▸ **STUDY QUESTIONS**
1. In the stained glass passage, which metal is added to produce ruby-colored glass?
2. From the stained glass passage, extract the words from "Here’s a bit" to "by adding gold." verbatim.

▸ **SELECTED EXCERPT**
____________
By now you should have received your pledge form in the mail for the Stained Glass Window
Restoration Project. We’re hoping you will prayerfully consider your response to this request. We and future generations will all reap the benefits of restoring our beautiful stained glass windows. If you haven’t done so already, please complete your pledge form and
return it to the church office.
Here’s a bit of information on how stained glass windows are made. Glass is made by fusing together, at high temperature (about 2500 degrees Fahrenheit), some form of silica such as sand, an alkali such as potash or soda, and lime or lead oxide. The colors in glass are produced by adding a metallic oxide to the mixture. Cobalt is used to produce most shades of blue; chromium and iron oxide produce green colors; yellow and gold are produced using uranium, cadmium sulfide, or titanium; and ruby colored glass is made by adding gold.
____________
▸ **DATA SHOWN**

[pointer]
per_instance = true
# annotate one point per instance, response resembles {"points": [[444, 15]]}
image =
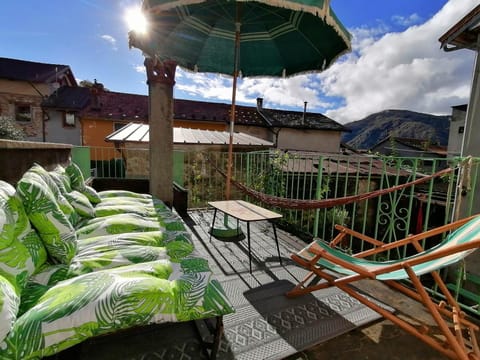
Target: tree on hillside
____________
▸ **RESULTS OF THE TASKS**
1. Gold

2.
Here’s a bit of information on how stained glass windows are made. Glass is made by fusing together, at high temperature (about 2500 degrees Fahrenheit), some form of silica such as sand, an alkali such as potash or soda, and lime or lead oxide. The colors in glass are produced by adding a metallic oxide to the mixture. Cobalt is used to produce most shades of blue; chromium and iron oxide produce green colors; yellow and gold are produced using uranium, cadmium sulfide, or titanium; and ruby colored glass is made by adding gold.